§ **Supplied passage**:
In a shift that reflects trends in higher education more broadly, the [curriculum] review questions the very idea of discipline-oriented requirements that specify courses taught by particular departments. Are disciplines the building blocks of university education and thus the proper focus for a core curriculum? Or should we recognize that academic disciplines are “artificial” and reorient our thinking around curricular “goals” such as “critical thinking skills,” “effective communication,” “ethical decision-making skills”? Or the capacity to “comprehend the variations of people’s relationship with God and develop respect for the religious beliefs of others,” as one Catholic university defines a distinctively religious goal?
The article demonstrates at some length that this represents, implicitly if not explicitly, a shift away from liberal education and toward propagandizing .
Rather than pursuing the truth through missteps, failed experiments, and odd hypothetical suggestions, the propagandist defines the learning goal, and then designs courses and textbooks to get the students there efficiently. We recognize the propagandizing mentality easily wherever it appears by its illiberal mien, suppressing questions and punishing dissent. But it’s also present when students are taught to assent too quickly to easy moralisms, substituting self-righteous feeling for serious ethical reflection, something that’s only too easy to imagine when one reads the social justice or “global engagement” goals of many Catholic universities.
I've only given a bare introduction to the article, and you really need to read the whole thing. Since I'm not involved in these curricular battles, what strikes me is that this matter is bigger than Catholic education, and bigger than education in general: it is an aspect of the increasing predominance of a secular religion which is as confident as Christianity is defensive, and which does not question the universal applicability of its doctrines and a consequent duty to go into all the world and preach them.
This really is an excellent article. Between work and the reading of books that I am committed to read for several reasons, I very seldom have time to read an article this long, and I really didn't have time to read this one, but it's a topic that is dear to the heart of anybody who has homeschooled for any length of time.
I do think that she was overly optimistic when she said, " It is in high school that my students first encounter amalgam courses, whose goals are to inculcate right-mindedness." It begins a long time before that. I was horrified at my granddaughter's social studies book.
The section about the students' lack of literacy really reminded me of this paragraph from Dorothy Sayers Lost Tools of Learning.
For we let our young men and women go out unarmed, in a day when armor was never so necessary. By teaching them all to read, we have left them at the mercy of the printed word. By the invention of the film and the radio, we have made certain that no aversion to reading shall secure them from the incessant battery of words, words, words. They do not know what the words mean; they do not know how to ward them off or blunt their edge or fling them back; they are a prey to words in their emotions instead of being the masters of them in their intellects. We who were scandalized in 1940 when men were sent to fight armored tanks with rifles, are not scandalized when young men and women are sent into the world to fight massed propaganda with a smattering of "subjects"; and when whole classes and whole nations become hypnotized by the arts of the spell binder, we have the impudence to be astonished. We dole out lip-service to the importance of education--lip- service and, just occasionally, a little grant of money; we postpone the school-leaving age, and plan to build bigger and better schools; the teachers slave conscientiously in and out of school hours; and yet, as I believe, all this devoted effort is largely frustrated, because we have lost the tools of learning, and in their absence can only make a botched and piecemeal job of it.

Location labeling listing
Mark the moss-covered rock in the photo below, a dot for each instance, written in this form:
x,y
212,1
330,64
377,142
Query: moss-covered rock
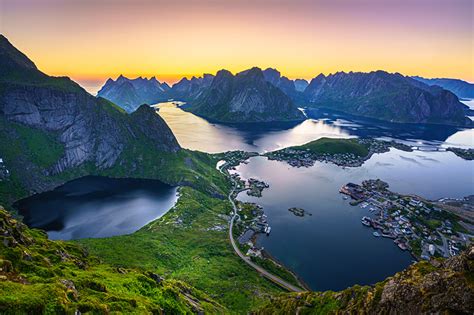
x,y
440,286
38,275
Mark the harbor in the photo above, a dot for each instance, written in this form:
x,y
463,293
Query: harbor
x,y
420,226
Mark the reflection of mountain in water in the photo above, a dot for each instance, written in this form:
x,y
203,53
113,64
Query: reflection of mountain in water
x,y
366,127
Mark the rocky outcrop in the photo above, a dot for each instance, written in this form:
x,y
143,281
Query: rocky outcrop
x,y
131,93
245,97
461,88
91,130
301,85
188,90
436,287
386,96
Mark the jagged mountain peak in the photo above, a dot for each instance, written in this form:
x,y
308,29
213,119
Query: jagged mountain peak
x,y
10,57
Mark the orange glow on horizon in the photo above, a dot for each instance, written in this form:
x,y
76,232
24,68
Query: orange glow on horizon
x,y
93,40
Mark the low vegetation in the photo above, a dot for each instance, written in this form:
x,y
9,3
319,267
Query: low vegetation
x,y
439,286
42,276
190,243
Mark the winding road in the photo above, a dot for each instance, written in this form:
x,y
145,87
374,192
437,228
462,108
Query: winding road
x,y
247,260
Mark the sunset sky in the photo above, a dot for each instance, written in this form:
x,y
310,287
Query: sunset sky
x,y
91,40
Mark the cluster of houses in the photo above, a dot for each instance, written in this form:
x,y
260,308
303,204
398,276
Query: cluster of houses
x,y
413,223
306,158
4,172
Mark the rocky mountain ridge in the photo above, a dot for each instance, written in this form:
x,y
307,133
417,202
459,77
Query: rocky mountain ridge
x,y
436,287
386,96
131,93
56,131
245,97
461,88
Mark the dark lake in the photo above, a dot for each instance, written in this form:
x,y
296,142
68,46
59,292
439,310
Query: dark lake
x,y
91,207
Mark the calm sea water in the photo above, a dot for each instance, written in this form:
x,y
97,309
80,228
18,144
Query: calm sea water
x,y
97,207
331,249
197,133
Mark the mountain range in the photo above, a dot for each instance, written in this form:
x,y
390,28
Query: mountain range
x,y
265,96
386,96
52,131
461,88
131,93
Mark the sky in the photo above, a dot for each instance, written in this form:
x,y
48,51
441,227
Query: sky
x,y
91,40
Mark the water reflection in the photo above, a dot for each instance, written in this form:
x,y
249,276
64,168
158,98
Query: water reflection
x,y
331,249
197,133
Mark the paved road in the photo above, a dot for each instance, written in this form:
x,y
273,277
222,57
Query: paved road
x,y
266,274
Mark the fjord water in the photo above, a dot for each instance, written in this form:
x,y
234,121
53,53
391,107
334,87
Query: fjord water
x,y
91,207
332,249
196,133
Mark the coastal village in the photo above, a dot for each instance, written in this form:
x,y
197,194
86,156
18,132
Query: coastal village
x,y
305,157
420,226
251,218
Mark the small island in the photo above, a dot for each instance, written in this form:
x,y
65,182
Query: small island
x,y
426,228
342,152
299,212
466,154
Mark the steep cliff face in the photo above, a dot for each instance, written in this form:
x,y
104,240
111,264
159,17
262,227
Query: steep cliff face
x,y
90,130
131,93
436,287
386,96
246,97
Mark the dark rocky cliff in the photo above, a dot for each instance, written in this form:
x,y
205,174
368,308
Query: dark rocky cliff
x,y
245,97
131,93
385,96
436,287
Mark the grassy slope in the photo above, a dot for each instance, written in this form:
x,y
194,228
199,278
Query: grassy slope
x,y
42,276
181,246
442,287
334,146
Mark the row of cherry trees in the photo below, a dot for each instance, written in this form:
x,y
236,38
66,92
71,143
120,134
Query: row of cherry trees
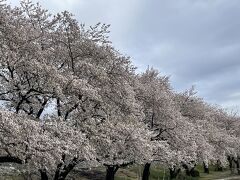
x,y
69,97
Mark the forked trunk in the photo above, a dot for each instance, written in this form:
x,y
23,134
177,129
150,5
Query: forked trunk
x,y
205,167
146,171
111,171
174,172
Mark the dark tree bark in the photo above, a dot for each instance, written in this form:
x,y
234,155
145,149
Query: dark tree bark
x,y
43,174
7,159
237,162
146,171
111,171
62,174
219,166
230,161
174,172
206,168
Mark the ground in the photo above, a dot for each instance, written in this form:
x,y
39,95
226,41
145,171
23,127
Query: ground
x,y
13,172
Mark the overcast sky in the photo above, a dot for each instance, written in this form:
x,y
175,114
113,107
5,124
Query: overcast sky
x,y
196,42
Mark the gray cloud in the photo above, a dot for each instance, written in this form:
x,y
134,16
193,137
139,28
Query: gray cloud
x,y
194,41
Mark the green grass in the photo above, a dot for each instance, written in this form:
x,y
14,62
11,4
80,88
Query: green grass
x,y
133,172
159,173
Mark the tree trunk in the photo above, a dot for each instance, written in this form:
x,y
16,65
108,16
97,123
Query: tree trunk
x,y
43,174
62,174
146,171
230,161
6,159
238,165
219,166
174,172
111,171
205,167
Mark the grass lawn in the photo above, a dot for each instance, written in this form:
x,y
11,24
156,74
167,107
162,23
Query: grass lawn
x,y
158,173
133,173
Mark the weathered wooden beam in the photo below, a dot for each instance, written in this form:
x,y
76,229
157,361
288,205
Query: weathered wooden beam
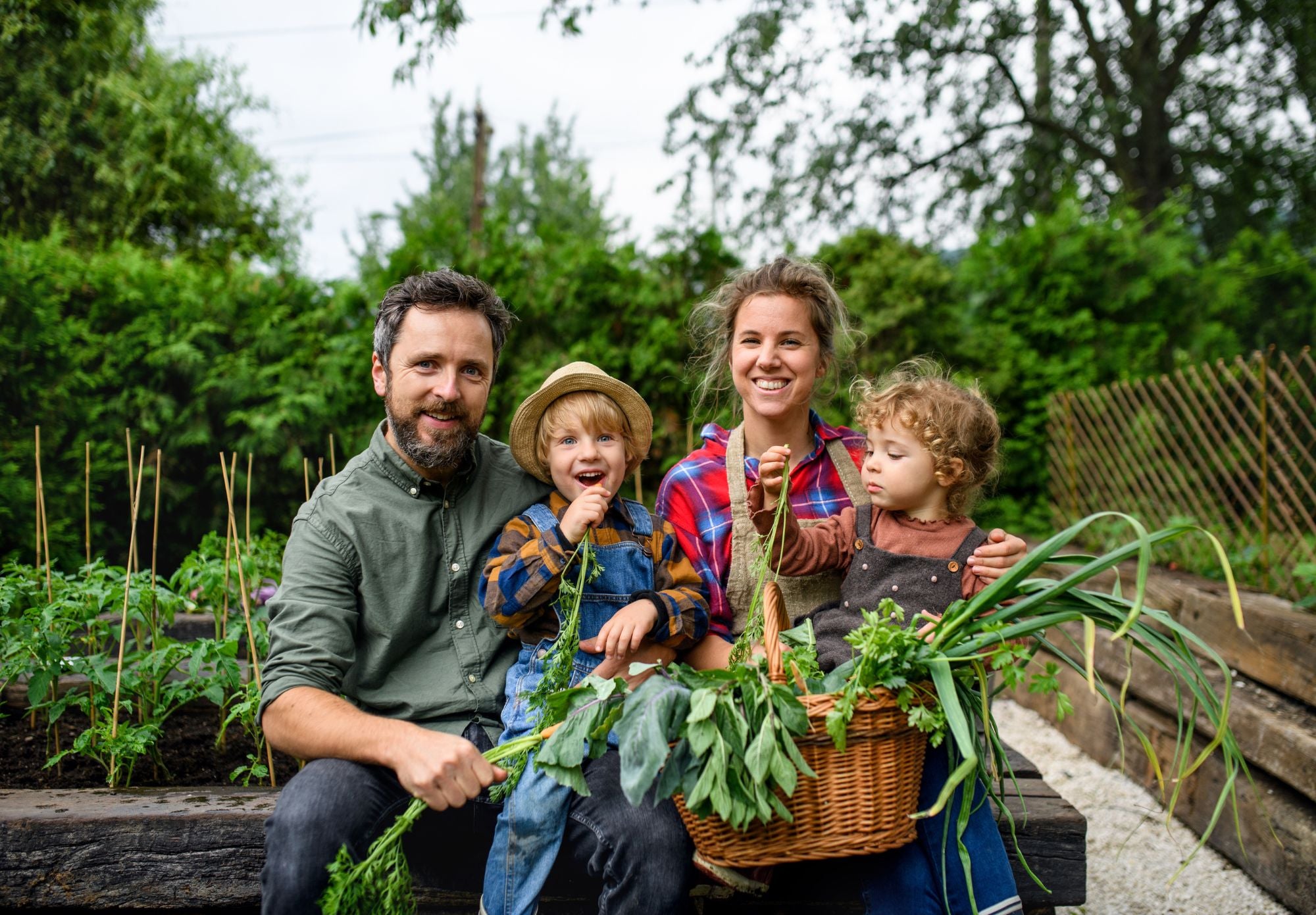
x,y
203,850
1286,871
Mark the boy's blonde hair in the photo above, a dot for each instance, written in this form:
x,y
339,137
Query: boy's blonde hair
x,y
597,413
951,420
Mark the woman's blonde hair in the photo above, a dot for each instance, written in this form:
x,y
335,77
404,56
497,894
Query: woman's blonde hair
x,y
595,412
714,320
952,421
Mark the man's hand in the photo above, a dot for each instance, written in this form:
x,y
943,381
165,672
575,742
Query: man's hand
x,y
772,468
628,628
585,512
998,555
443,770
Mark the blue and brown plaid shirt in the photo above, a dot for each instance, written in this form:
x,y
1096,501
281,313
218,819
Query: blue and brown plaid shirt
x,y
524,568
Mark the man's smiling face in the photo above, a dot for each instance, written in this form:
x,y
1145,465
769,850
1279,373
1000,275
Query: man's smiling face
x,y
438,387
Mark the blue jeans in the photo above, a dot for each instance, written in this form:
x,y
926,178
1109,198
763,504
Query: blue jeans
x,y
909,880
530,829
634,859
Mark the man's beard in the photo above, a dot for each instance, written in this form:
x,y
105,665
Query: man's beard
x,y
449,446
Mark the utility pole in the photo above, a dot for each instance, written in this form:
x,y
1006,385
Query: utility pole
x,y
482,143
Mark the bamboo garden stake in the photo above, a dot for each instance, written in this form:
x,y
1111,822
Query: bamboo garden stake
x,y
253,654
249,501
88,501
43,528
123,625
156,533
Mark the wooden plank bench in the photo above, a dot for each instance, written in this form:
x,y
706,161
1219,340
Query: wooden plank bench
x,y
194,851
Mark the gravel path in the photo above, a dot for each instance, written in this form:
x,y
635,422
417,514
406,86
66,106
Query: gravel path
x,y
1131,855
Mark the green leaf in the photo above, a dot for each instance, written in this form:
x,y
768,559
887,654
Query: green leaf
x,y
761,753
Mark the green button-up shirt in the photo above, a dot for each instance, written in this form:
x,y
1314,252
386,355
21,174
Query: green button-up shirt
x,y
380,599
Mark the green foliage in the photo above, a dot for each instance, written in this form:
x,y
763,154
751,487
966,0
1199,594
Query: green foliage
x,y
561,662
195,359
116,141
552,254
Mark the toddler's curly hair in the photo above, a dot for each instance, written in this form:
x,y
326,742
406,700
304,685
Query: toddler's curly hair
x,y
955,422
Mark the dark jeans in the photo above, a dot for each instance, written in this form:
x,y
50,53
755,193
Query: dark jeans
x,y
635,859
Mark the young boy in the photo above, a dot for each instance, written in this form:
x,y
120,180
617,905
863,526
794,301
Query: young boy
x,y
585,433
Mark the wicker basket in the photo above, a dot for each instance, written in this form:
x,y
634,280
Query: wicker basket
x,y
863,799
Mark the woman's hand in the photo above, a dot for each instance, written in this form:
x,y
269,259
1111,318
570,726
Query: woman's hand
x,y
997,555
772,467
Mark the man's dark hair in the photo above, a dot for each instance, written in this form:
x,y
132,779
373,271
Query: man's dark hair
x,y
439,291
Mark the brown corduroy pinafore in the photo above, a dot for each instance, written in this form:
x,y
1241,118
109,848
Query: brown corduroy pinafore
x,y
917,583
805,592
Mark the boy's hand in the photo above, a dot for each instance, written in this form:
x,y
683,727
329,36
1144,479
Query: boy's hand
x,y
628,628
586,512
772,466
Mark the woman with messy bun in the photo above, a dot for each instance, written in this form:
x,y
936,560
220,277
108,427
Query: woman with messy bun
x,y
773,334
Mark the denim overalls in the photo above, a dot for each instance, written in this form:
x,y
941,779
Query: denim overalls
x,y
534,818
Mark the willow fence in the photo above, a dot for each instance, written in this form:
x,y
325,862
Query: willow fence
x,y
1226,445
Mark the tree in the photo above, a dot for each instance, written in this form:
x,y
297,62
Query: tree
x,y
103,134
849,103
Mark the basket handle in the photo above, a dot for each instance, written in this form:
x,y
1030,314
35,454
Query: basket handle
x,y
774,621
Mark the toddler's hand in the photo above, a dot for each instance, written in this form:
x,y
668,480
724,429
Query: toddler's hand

§ **Instruction**: Rewrite the passage on core curricula, starting with "I've only given" and going on through "and preach them.", but swap "secular religion" for "worldly creed". This listing is separate from the passage on core curricula.

§ **Output of the exercise**:
I've only given a bare introduction to the article, and you really need to read the whole thing. Since I'm not involved in these curricular battles, what strikes me is that this matter is bigger than Catholic education, and bigger than education in general: it is an aspect of the increasing predominance of a worldly creed which is as confident as Christianity is defensive, and which does not question the universal applicability of its doctrines and a consequent duty to go into all the world and preach them.